___ Input material ___

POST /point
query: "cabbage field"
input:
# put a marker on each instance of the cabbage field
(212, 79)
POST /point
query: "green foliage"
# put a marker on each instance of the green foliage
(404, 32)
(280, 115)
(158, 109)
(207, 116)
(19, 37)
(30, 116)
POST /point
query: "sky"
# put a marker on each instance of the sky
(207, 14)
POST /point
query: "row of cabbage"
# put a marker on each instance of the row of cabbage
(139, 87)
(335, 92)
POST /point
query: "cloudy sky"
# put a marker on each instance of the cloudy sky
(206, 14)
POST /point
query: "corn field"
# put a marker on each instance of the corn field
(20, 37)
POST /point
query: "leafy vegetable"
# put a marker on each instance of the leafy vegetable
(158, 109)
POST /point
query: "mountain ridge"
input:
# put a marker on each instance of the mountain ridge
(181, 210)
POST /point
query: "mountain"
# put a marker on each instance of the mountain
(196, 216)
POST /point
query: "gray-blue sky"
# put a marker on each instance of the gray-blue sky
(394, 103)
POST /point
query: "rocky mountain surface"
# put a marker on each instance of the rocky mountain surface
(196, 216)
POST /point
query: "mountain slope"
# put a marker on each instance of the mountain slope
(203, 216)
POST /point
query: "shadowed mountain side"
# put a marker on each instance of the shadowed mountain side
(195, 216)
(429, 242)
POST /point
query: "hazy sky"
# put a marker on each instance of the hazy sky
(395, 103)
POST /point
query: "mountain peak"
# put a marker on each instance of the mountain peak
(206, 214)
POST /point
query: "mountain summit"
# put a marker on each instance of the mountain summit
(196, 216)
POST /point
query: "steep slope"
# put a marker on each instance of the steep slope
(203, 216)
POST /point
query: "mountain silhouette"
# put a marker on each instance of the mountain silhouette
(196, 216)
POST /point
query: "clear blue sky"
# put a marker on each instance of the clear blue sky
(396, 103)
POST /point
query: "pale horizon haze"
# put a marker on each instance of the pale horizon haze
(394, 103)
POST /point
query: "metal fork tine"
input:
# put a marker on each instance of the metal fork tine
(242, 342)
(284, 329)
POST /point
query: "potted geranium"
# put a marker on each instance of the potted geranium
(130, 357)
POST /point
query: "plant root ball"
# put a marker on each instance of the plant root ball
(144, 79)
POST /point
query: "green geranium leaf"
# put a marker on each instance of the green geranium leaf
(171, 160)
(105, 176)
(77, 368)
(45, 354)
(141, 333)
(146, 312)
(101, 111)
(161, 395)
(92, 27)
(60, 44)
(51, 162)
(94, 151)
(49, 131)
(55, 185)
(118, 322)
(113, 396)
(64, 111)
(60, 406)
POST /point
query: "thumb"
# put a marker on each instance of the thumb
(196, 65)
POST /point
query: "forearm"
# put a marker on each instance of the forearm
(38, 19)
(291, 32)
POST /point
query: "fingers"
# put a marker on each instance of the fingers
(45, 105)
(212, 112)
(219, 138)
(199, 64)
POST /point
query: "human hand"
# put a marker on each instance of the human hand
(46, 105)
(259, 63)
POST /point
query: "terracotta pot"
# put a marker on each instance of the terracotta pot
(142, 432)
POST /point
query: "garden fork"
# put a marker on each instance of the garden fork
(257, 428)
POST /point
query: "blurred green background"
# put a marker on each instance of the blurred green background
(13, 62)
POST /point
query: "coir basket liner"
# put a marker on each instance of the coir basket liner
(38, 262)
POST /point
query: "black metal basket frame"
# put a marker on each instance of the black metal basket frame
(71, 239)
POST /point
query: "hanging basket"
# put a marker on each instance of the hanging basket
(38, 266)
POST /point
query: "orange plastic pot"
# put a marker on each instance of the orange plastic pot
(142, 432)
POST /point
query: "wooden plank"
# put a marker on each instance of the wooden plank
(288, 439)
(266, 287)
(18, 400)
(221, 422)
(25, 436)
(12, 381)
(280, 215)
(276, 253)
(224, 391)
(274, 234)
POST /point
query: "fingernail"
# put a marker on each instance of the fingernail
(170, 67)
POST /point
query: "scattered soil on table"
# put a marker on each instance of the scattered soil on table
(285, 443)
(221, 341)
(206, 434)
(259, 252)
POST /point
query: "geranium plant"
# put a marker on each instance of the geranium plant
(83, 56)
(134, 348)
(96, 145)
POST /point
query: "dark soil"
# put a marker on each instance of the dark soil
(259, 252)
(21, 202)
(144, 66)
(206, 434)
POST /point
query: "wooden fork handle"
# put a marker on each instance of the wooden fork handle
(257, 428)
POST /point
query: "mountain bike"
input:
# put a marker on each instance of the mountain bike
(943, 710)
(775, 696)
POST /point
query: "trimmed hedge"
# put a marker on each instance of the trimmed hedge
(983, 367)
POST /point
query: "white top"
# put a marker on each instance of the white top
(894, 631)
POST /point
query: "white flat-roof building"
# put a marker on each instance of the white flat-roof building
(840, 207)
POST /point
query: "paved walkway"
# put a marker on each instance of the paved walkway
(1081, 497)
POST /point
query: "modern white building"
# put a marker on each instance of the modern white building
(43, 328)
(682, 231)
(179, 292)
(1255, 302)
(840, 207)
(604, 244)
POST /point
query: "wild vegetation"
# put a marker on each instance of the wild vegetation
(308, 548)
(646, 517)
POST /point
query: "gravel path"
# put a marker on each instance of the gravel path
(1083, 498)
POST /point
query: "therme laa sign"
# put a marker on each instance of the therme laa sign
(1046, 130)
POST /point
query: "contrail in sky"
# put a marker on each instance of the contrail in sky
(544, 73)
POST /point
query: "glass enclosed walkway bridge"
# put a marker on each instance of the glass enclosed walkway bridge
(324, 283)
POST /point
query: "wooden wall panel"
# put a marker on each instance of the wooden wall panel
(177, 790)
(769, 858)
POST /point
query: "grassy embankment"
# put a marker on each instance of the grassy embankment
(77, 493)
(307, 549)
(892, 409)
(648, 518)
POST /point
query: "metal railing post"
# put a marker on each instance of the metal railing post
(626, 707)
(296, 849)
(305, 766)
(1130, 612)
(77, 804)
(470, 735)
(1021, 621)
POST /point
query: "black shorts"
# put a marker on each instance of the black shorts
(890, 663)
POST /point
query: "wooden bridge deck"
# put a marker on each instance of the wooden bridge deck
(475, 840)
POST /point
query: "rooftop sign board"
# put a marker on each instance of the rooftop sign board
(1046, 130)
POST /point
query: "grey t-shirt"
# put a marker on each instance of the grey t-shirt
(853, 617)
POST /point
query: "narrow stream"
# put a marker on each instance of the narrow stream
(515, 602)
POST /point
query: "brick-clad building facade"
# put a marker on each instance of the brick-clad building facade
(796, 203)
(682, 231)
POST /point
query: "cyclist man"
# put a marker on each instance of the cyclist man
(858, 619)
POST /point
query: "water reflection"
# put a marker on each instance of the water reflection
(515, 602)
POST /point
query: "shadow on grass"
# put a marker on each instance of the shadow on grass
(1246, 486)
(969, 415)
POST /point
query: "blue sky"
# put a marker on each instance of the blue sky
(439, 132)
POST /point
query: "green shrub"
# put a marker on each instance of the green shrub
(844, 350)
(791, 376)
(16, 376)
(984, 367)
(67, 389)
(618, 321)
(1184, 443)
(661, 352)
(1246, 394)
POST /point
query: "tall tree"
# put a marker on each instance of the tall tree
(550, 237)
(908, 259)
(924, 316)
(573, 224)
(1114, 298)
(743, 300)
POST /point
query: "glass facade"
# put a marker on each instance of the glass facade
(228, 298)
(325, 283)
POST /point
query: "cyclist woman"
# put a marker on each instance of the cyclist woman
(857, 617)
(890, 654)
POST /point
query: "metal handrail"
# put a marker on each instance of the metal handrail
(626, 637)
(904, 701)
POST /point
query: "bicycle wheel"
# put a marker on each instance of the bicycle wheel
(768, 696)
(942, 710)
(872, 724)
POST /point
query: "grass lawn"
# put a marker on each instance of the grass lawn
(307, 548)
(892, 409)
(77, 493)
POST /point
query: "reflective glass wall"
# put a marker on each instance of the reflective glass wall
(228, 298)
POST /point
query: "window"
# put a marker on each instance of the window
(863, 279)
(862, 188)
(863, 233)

___

What you should do => Pick out every line in the material above that contains the string "wheel", treating uppercase and lowercase as different.

Task output =>
query: "bicycle wheel"
# put a marker on each instance of the bicycle wheel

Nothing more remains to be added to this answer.